Aşağıdaki hadis metninde "Gayrimüslimlere benzemek neden" ifadesinden başlayıp "el-Metâlibü’l-âliye, VIII, 319)" ifadesine kadar uzanan bölümün tamamını, hiçbir değişiklik yapmadan olduğu gibi yazın.
── Verilen Metin ──
“Kim Bir Kavme Benzerse” Hadisi

HADİSLER

Gayrimüslimlere benzemek neden tehlikelidir? “Kim bir topluma benzerse, o da onlardandır” hadisinden ne anlamalıyız?

Abdullah bin Ömer’den radıyallahu anh nakledildiğine göre, Allah Resûlü sallallahu aleyhi ve sellem şöyle buyurmuştur:

- “Men teşebbehe bi-kavmin fe-hüve minhüm.” Yani, “Kim bir topluma benzerse, o da onlardandır.” (Ebû Dâvûd, “Libâs”, 5; hadis no. 4031)

Bir kişi Abdullah bin Mesut’u radıyallahu anh düğün yemeğine davet etmişti. Abdullah radıyallahu anh düğün evine geldiğinde eğlence sesi işitti ve içeri girmedi. Ev sâhibi:

“‒Ne oldu, niçin girmiyorsun?” deyince İbn Mesut radıyallahu anh şöyle dedi:

“‒Resûlullah sallallahu aleyhi ve sellem Efendimizin şöyle buyurduğunu işittim:

«Kim bir kavmin karaltısını artırırsa onlardandır. Kim bir kavmin yaptığı işten râzı olursa, o işi yapanlarla ortak olur».” (İbn-i Hacer, el-Metâlibü’l-âliye, VIII, 319)

KİM BİR TOPLUMA BENZERSE ONLARDAN OLUR

Küfür ehli ve fâsık kimselerle dostluğun menfî bir hâl transferine sebep olup kalbe kasvet ve zulmet vermesi hususunda İmâm-ı Rabbânî Hazretleriʼnin bir mektubunda naklettiği şu hâdise ne kadar ibretlidir:

“Bir keresinde hasta bir şahsın ziyaretine gitmiştim. Ölüme yaklaşmıştı. Hâline teveccüh ettiğimde gördüm ki, kalbi şiddetli karanlıklar içinde. Her ne kadar bu karanlığın kalkması için teveccüh ettiysem de hiç kalkmadı. Çokça teveccühten sonra mâlûm oldu ki; bu karanlıklar, küfür ehlinden kendisine sirâyet eden menfî hâllerden kaynaklanmaktadır. Bu sıkıntıların menşei, küfür ehli ile dost geçinmiş olmasıdır.
───
── Sağlanan Veriler ──
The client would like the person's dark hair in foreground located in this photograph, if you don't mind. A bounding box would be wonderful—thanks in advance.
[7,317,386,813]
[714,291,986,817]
───
§ **Ayrıntılı Çözüm**:
Gayrimüslimlere benzemek neden tehlikelidir? “Kim bir topluma benzerse, o da onlardandır” hadisinden ne anlamalıyız?

Abdullah bin Ömer’den radıyallahu anh nakledildiğine göre, Allah Resûlü sallallahu aleyhi ve sellem şöyle buyurmuştur:

- “Men teşebbehe bi-kavmin fe-hüve minhüm.” Yani, “Kim bir topluma benzerse, o da onlardandır.” (Ebû Dâvûd, “Libâs”, 5; hadis no. 4031)

Bir kişi Abdullah bin Mesut’u radıyallahu anh düğün yemeğine davet etmişti. Abdullah radıyallahu anh düğün evine geldiğinde eğlence sesi işitti ve içeri girmedi. Ev sâhibi:

“‒Ne oldu, niçin girmiyorsun?” deyince İbn Mesut radıyallahu anh şöyle dedi:

“‒Resûlullah sallallahu aleyhi ve sellem Efendimizin şöyle buyurduğunu işittim:

«Kim bir kavmin karaltısını artırırsa onlardandır. Kim bir kavmin yaptığı işten râzı olursa, o işi yapanlarla ortak olur».” (İbn-i Hacer, el-Metâlibü’l-âliye, VIII, 319)